## Excerpt
———
# Interesting yarn holder



## tenaj (Feb 22, 2011)

__ https://www.pinterest.com/pin/9640586672759438/


----------



## btibbs70 (Mar 23, 2011)

How clever is *that*!


----------



## EmmyPrewitt (Jun 11, 2012)

That is interesting! Clever!


----------



## pugmom5 (Feb 19, 2011)

What a neat idea!!!!


----------



## knittingnut214 (Feb 11, 2012)

What a clever idea...wish I had thought of it...LOL


----------



## drdi (Sep 16, 2011)

I've seen these--they are toilet paper holders. Wow, who would have thought it.


----------



## Linday (Jan 22, 2012)

Really good idea. Keeps your yarn spinning freely and off the floor.


----------



## crochet_away (Dec 20, 2011)

Well i never!! wouldn't have thought of that in a million years..


----------



## pearlone (Apr 4, 2011)

Great idea, I may try it.


----------



## Rosy B (Mar 16, 2012)

What a very clever idea. I see this yarn is rolled onto a toilet roll tube but I'm thinking that the rod of the holder would be thin enough to poke through the average ball of yarn.


----------



## Pocahontas (Apr 15, 2011)

Now THAT is clever!!


----------



## WaTUsi74 (Feb 16, 2012)

I'll be using mine for my next project.Brilliant idea. :thumbup: :thumbup: :thumbup: :thumbup:


----------



## barb1957 (Feb 17, 2011)

gonna got price my new yarn holder today. maybe for anniversity since mother day and birthday has past.


----------



## Roe (Feb 10, 2011)

Wow didn't see that one coming. That is so clever!


----------



## Chezl (Mar 12, 2012)

Now everyone can knit on the toilet.


----------



## mrscp1946 (Mar 26, 2011)

Chezl said:


> Now everyone can knit on the toilet.


that's what I was thinking.


----------



## mrscp1946 (Mar 26, 2011)

Chezl said:


> Now everyone can knit on the toilet.


that's what I was thinking. 
I have repinned the pinterest post as it is such a good idea


----------



## Barb62 (Jan 22, 2011)

Clever idea, Love it!


----------



## roseknit (Apr 2, 2011)

A good idea


----------



## bretsfp (Apr 14, 2012)

What an awesome idea!!
———
## Entries supplied
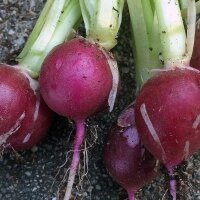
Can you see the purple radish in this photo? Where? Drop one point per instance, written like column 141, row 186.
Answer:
column 24, row 116
column 75, row 82
column 125, row 158
column 167, row 113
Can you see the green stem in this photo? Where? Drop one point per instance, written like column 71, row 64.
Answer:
column 52, row 28
column 102, row 20
column 146, row 47
column 172, row 32
column 184, row 10
column 148, row 15
column 183, row 3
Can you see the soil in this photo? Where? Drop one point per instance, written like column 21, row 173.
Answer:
column 36, row 174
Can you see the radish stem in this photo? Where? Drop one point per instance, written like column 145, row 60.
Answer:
column 146, row 43
column 131, row 194
column 191, row 24
column 172, row 32
column 102, row 20
column 79, row 139
column 52, row 28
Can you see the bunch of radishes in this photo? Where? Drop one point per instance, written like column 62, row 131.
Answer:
column 79, row 78
column 167, row 107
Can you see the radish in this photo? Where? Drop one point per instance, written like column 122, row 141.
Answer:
column 79, row 78
column 167, row 108
column 125, row 158
column 195, row 60
column 24, row 116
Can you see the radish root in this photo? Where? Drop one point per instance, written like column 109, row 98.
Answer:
column 79, row 138
column 172, row 184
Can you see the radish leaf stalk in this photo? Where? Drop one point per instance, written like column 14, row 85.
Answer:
column 79, row 78
column 146, row 43
column 52, row 28
column 102, row 21
column 25, row 122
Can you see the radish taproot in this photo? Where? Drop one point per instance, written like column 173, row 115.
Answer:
column 25, row 118
column 79, row 78
column 125, row 158
column 167, row 108
column 195, row 60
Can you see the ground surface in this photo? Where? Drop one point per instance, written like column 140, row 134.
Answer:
column 31, row 175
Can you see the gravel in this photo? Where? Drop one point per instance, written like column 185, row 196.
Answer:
column 35, row 174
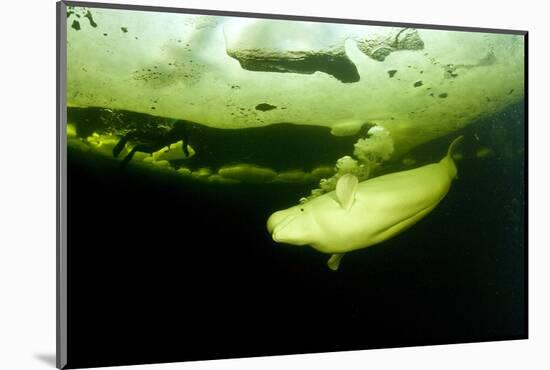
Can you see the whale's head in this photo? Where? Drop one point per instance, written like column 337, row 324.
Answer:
column 295, row 225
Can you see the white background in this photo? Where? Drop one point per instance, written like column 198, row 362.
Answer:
column 27, row 183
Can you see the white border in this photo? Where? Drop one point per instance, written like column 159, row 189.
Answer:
column 27, row 183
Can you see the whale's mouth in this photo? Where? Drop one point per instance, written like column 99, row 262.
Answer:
column 277, row 230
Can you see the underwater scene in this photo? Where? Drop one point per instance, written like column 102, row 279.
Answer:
column 250, row 186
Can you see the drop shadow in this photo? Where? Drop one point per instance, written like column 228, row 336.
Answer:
column 47, row 358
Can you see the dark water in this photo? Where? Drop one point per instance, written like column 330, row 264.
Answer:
column 162, row 269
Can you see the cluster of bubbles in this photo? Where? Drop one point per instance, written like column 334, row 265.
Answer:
column 369, row 153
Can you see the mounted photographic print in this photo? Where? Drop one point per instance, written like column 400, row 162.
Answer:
column 235, row 185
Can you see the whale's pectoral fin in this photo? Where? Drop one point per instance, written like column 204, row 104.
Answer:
column 346, row 187
column 334, row 261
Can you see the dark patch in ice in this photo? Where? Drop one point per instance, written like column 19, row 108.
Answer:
column 380, row 47
column 90, row 18
column 265, row 107
column 76, row 25
column 335, row 63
———
## Task to complete
Transcribe the passage of the yarn holder thread from "## WaTUsi74 (Feb" up to and including "(Feb 17, 2011)".

## Reply to the exercise
## WaTUsi74 (Feb 16, 2012)

I'll be using mine for my next project.Brilliant idea. :thumbup: :thumbup: :thumbup: :thumbup:


----------



## barb1957 (Feb 17, 2011)